:: Directions ::
The entries below are to be transcribed in full, without their images.

:: Extracted records ::
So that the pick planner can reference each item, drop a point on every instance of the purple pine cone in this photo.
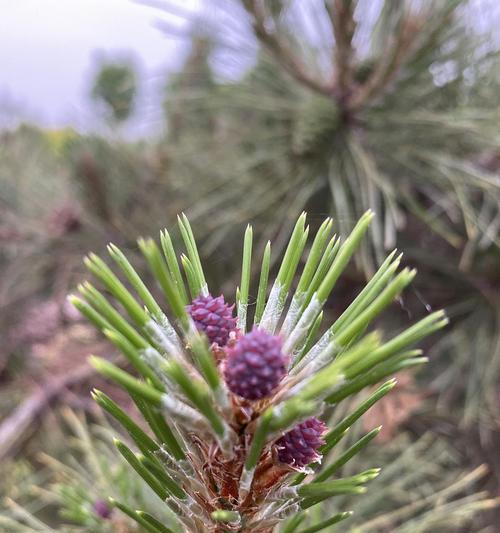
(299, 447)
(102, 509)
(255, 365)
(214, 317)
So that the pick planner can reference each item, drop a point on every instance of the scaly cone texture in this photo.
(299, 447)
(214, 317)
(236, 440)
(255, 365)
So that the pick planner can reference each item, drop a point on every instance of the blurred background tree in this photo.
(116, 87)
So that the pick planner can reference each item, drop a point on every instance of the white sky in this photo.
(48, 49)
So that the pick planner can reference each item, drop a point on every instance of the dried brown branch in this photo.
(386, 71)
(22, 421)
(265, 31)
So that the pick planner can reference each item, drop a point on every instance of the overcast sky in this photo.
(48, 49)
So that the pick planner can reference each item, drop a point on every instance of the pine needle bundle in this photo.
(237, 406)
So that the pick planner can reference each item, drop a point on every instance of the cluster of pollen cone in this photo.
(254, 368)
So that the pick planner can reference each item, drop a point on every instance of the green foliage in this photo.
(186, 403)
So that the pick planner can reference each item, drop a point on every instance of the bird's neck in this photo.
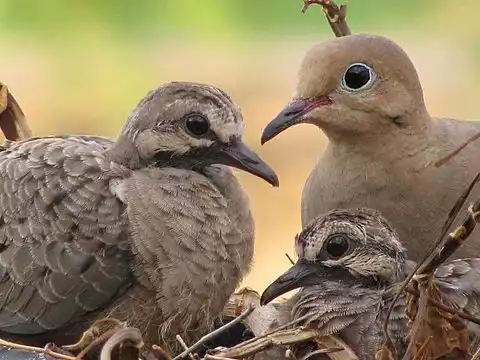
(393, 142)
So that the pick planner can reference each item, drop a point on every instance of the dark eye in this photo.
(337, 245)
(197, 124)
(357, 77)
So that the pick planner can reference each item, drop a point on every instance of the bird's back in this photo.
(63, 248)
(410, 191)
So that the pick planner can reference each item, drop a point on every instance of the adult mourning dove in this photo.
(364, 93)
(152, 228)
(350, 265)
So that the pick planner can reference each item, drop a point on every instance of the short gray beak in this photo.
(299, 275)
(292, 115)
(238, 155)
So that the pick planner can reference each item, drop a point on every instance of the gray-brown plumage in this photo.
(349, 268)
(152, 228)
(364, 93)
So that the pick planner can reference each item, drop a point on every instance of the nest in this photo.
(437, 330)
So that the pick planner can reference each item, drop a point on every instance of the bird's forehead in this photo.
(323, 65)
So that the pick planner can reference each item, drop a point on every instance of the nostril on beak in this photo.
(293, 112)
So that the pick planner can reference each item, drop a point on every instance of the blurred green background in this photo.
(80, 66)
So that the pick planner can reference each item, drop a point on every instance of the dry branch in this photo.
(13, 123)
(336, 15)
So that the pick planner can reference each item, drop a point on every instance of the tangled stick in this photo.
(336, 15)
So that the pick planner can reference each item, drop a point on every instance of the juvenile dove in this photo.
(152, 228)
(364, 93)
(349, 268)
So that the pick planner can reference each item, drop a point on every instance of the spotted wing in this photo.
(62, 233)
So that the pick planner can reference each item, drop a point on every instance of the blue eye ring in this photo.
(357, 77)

:: Solution below ::
So that the pick planner can reference each item, drop a point on every instance of the purple pine cone in this photo.
(299, 447)
(102, 509)
(255, 365)
(214, 317)
So that the pick planner can reference each item, drop a point on every instance of the scaly cone texture in this photo.
(299, 447)
(214, 317)
(236, 440)
(255, 365)
So that the pick planner can reference each item, drop a point on every instance of the blurred background tree in this photo.
(116, 87)
So that the pick planner can reference each item, drop a point on every instance of the white sky in this photo.
(48, 49)
So that the pick planner can reference each item, drop a point on every instance of the dried brown branch in this photo.
(386, 71)
(22, 421)
(265, 31)
So that the pick planner can reference each item, drop a point on every instance of the overcast sky in this photo.
(48, 49)
So that the pick planner can reference each item, drop a point on every instance of the pine needle bundle in this photo.
(237, 406)
So that the pick planner can reference each item, drop a point on every instance of the cluster of pollen cone in this photo.
(254, 368)
So that the pick planner can reference each item, drop a point on every instance of the green foliage in this photo.
(186, 403)
So that the pick planner can reference each item, drop a point on every instance of the bird's neck in this photo.
(393, 142)
So that the pick planner can reference each item, drop a point on every instance of the dark eye in this photo.
(337, 245)
(197, 124)
(357, 77)
So that the pick planner can reference each item, drop a point on every instance of the bird's back in this photo.
(63, 248)
(410, 191)
So that the pick planner can reference each item, drop a point on every instance of the adult mourning dove in this photo.
(364, 93)
(152, 228)
(350, 265)
So that the pick planner can reference each item, drop a point on every instance of the short gray beak in this photo.
(299, 275)
(292, 115)
(238, 155)
So that the pick planner can reference each item, drop a point on every instance of the gray-brown plumage in this photo.
(349, 268)
(152, 228)
(364, 93)
So that the pick planner can reference each item, drop a point on every instance of the nest in this photo.
(437, 330)
So that the pick planner can reference each item, drop a point on every instance of the bird's forehead in this photo.
(323, 65)
So that the pick planner can reference each item, drop a point on every instance of the nostril on beak in this photo.
(293, 112)
So that the pick planner can reference each item, drop a point on every instance of the blurred green background in this photo.
(80, 66)
So that the pick planner can reference each item, drop a point on every instance of the dry branch in this photo.
(13, 123)
(336, 15)
So that the pick planner can reference each item, drop a point on every instance of the tangled stick in this photo.
(336, 15)
So that the pick planner can reference each item, drop a point on every instance of the juvenile dove in this photo.
(152, 228)
(364, 93)
(349, 268)
So that the pick planner can reference each item, drop a point on every instance of the spotted wing in this photo.
(62, 233)
So that the pick planner can reference each item, drop a point on every instance of the blue eye ring in this photo.
(357, 77)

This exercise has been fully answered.